Assignment:
Only the lines below from the one containing "the red foliage" to the one containing "the yellow cosmos" should be repeated, both included and unchanged.

(Dataset entries)

◆ ◆ ◆ ◆ ◆

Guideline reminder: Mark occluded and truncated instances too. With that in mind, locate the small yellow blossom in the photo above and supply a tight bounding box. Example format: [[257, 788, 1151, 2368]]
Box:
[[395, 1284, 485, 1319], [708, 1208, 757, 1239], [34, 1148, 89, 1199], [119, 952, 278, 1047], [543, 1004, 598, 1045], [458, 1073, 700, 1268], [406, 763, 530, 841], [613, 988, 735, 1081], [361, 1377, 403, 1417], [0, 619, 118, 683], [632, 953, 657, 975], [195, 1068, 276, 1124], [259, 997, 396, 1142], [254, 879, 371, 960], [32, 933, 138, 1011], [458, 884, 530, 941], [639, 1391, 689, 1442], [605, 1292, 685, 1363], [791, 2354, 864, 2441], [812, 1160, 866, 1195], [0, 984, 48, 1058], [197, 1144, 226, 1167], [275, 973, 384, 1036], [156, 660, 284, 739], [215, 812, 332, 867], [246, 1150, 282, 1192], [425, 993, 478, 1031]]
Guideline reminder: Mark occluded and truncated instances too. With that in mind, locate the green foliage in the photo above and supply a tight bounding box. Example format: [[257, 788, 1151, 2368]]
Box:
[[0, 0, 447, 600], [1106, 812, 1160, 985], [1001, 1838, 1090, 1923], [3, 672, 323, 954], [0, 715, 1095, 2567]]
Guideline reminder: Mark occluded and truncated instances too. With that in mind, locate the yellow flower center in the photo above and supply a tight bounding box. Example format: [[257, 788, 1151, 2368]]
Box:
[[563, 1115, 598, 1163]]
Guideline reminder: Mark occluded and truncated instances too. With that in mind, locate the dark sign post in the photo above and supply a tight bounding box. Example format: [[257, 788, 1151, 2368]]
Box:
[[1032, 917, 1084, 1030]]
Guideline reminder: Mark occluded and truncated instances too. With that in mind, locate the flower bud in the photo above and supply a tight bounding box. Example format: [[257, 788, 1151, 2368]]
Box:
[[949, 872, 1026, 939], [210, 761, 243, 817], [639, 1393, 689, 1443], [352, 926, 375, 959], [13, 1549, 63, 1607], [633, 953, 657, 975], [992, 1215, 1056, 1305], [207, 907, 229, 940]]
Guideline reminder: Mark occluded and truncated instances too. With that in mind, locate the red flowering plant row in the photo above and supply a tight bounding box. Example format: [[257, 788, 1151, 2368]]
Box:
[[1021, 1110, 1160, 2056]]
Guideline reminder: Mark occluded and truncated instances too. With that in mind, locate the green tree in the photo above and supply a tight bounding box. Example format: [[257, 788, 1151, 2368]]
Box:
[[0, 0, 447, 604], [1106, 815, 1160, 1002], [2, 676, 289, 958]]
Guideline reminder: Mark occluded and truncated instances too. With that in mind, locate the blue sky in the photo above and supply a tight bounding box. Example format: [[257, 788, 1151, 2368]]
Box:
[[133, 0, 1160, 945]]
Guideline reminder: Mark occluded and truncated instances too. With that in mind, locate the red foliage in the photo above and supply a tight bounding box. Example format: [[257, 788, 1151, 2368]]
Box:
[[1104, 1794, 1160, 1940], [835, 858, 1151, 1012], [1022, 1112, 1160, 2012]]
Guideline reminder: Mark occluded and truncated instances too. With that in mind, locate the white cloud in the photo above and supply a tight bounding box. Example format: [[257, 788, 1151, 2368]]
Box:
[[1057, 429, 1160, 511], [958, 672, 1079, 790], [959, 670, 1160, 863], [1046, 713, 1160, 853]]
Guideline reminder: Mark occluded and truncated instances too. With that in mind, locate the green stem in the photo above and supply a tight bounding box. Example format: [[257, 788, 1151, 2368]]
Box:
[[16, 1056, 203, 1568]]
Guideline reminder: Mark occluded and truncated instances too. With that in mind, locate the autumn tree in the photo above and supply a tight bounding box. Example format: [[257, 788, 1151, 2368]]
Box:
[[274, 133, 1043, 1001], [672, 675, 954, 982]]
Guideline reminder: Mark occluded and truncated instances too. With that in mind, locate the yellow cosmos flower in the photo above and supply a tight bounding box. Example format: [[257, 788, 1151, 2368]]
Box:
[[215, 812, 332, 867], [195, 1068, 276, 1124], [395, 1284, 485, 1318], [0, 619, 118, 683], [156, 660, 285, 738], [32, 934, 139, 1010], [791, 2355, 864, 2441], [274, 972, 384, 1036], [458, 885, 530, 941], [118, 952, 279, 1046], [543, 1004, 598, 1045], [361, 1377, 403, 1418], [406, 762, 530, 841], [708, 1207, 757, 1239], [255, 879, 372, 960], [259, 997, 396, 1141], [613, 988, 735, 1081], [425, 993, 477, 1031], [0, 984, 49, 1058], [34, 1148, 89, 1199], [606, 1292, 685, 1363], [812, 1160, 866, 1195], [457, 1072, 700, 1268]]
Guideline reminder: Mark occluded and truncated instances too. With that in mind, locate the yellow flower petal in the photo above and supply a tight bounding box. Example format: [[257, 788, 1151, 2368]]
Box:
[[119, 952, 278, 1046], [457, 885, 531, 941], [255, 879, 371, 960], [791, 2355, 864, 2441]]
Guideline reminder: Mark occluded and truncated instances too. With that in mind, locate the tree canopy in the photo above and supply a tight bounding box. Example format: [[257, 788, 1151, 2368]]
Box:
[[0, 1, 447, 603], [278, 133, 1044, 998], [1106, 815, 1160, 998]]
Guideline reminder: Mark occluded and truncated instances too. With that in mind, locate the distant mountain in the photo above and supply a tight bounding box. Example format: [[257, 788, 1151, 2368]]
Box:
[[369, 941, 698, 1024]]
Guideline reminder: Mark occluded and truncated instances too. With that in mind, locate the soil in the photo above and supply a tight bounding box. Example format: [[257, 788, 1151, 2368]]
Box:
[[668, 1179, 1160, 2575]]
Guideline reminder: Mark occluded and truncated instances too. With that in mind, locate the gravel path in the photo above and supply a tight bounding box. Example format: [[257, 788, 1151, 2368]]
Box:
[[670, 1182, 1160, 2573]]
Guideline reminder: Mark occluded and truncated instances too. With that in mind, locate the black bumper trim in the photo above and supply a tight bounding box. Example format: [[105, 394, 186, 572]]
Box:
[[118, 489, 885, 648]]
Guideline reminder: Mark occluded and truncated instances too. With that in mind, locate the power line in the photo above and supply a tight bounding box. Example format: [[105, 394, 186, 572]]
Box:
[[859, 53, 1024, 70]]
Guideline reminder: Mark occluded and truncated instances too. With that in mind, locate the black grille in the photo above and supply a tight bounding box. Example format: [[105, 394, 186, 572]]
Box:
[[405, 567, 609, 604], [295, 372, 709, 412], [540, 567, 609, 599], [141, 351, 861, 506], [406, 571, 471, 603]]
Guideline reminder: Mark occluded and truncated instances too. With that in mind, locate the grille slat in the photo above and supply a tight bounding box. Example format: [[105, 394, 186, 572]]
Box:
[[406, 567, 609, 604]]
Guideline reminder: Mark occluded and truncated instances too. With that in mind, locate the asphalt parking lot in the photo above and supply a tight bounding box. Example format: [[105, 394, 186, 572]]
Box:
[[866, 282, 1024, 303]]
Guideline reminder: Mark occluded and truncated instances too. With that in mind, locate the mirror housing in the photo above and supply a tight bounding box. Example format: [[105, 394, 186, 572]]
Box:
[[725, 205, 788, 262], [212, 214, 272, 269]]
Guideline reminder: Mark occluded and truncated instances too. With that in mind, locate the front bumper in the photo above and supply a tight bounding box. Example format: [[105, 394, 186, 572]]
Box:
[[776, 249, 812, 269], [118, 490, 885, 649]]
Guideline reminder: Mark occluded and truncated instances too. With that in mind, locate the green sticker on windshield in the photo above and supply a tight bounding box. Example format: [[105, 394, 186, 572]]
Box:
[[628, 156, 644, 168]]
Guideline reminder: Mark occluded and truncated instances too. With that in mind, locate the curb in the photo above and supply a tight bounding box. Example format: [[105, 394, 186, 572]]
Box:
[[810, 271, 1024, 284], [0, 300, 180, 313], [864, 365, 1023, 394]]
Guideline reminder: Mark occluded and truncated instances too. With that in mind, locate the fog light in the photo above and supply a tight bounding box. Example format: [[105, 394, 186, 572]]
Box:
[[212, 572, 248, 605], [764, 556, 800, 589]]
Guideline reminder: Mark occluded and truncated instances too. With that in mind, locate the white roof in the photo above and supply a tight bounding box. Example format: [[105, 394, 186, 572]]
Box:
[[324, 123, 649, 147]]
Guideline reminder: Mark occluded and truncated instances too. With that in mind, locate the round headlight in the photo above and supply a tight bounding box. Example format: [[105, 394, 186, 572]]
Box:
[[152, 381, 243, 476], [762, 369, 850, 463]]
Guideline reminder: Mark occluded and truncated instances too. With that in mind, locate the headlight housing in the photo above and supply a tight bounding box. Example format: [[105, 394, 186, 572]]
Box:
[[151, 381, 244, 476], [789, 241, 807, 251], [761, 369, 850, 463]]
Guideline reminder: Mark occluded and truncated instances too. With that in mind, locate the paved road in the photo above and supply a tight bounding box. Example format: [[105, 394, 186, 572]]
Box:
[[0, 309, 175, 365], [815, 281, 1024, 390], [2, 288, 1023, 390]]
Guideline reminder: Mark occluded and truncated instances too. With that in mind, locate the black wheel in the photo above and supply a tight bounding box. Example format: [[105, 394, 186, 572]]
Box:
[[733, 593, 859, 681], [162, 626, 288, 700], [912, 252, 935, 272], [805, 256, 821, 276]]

◆ ◆ ◆ ◆ ◆

Solved problem:
Guideline reminder: Mark occluded and truncated instances too. With that in mind, locate the red foliage in the photo above and supply a tight bounding box. Example format: [[257, 788, 1151, 2368]]
Box:
[[1104, 1794, 1160, 1940], [835, 858, 1151, 1012], [1022, 1112, 1160, 2012]]
Guideline reminder: Mark occluded and truncated instances too. With that in mind, locate the white cloud in the photo above and supply a tight bounding box. Example format: [[257, 788, 1151, 2368]]
Box:
[[1057, 429, 1160, 511], [958, 672, 1079, 790], [959, 670, 1160, 863], [1046, 713, 1160, 853]]
Guideline reminder: Mark occluded and truncated instances too. With that in mind, locate the green stem in the photo above and supply a tight bounding box. Example format: [[257, 788, 1151, 2368]]
Box:
[[16, 1056, 203, 1568]]
Guideline reminder: Mark occluded and truncated instances too. With that in mind, locate the autumn tree in the photo above and supply a tight bounding box. Example format: [[257, 788, 1151, 2368]]
Box:
[[274, 133, 1043, 1001], [672, 675, 954, 982]]
Guideline reminder: Mark occluded and truncated instances too. With that in mind, locate the yellow cosmos flower in the photo above and supply a tight bounding box. Example format: [[257, 788, 1151, 2368]]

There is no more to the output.